Get the lexicons we’ll be using by running these. You only have to do this once!
get_sentiments("afinn")
get_sentiments("bing")
get_sentiments("nrc")
And then to see the in action
reverse_series %>%
right_join(get_sentiments("nrc")) %>%
filter(!is.na(sentiment)) %>%
count(sentiment,
sort = TRUE)
## # A tibble: 10 × 2
## sentiment n
## <chr> <int>
## 1 negative 55093
## 2 positive 37758
## 3 sadness 34878
## 4 anger 32743
## 5 trust 23154
## 6 fear 21536
## 7 anticipation 20625
## 8 joy 13800
## 9 disgust 12861
## 10 surprise 12817
The ‘bing’ lexicon only classifies words as positive or negative. Below you can see that this lexicon picked up 39503 negative words in the Harry Potter series, and 29066 positive words.
reverse_series %>%
right_join(get_sentiments("bing")) %>%
drop_na(sentiment) %>%
count(sentiment,
sort = TRUE)
## # A tibble: 2 × 2
## sentiment n
## <chr> <int>
## 1 negative 39502
## 2 positive 29065
Similarly to the word cloud we created above, we can use the ‘bing’ lexicon to make a comparison cloud. This cloud displays the 50 most frequently occurring words in the series that were categorized by ‘bing’, and color-codes them based on negative or positive sentiment. You’ll notice that words like Harry, Hermione and Ron don’t appear in this cloud, because character names are not classified as positive or negative in ‘bing’.

################

Write out the part of the sentiment lexicon text starting at "## # A tibble: 2" and ending at "negative in ‘bing’.", word for word. You won't need the records for any of this.

(Dataset items)

################

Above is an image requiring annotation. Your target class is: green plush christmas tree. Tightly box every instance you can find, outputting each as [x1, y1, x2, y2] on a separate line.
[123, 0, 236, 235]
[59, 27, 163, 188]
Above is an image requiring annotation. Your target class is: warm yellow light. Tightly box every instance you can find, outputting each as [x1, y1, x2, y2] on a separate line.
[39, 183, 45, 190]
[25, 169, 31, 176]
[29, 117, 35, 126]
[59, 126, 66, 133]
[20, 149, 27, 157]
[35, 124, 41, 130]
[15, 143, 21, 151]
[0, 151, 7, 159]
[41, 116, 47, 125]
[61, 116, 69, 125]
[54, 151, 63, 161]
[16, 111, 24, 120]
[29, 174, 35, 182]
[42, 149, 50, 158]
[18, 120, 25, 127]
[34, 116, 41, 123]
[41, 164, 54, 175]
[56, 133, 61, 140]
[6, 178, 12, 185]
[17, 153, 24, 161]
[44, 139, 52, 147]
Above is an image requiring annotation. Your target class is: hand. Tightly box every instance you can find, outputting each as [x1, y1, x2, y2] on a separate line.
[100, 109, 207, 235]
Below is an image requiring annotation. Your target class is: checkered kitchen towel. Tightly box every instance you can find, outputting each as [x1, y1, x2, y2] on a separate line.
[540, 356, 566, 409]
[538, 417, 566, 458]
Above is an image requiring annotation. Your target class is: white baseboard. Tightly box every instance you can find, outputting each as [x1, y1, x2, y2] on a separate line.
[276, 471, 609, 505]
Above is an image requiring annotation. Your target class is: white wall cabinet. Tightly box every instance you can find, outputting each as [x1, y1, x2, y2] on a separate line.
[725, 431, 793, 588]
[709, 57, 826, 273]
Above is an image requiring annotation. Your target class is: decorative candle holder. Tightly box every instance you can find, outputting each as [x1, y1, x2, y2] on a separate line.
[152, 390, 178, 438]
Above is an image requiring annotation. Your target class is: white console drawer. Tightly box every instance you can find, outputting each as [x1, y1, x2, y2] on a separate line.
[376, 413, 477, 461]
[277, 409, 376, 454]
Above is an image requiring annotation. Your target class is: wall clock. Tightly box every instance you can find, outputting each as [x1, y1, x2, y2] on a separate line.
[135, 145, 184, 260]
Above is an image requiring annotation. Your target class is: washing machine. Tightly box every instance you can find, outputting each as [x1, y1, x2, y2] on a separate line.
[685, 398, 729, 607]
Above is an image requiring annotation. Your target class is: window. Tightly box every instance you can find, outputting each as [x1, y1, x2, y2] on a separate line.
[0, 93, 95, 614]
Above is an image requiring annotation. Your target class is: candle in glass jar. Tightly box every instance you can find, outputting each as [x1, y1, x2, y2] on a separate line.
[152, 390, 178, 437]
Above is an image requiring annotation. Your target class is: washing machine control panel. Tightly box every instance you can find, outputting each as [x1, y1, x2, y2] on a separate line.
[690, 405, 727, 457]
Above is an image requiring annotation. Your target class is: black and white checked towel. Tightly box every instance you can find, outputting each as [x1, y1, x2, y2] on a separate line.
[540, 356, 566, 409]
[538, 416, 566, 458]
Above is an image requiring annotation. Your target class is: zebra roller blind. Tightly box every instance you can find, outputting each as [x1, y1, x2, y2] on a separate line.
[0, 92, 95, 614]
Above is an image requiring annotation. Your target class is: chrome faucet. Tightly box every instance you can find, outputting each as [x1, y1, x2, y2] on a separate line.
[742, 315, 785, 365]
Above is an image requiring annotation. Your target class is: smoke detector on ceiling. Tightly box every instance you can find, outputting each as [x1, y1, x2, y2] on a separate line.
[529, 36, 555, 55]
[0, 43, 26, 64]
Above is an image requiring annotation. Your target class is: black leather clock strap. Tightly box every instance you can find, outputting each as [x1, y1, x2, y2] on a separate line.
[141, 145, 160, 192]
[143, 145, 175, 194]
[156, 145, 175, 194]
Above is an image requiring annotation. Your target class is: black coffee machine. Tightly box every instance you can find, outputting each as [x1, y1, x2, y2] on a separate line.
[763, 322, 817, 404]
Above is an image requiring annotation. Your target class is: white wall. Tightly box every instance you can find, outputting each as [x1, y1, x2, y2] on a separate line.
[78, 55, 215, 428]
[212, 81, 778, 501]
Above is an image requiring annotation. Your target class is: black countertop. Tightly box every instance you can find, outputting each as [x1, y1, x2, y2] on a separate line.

################

RESULT OF THIS TASK:
## # A tibble: 2 × 2
## sentiment n
## <chr> <int>
## 1 negative 39502
## 2 positive 29065
Similarly to the word cloud we created above, we can use the ‘bing’ lexicon to make a comparison cloud. This cloud displays the 50 most frequently occurring words in the series that were categorized by ‘bing’, and color-codes them based on negative or positive sentiment. You’ll notice that words like Harry, Hermione and Ron don’t appear in this cloud, because character names are not classified as positive or negative in ‘bing’.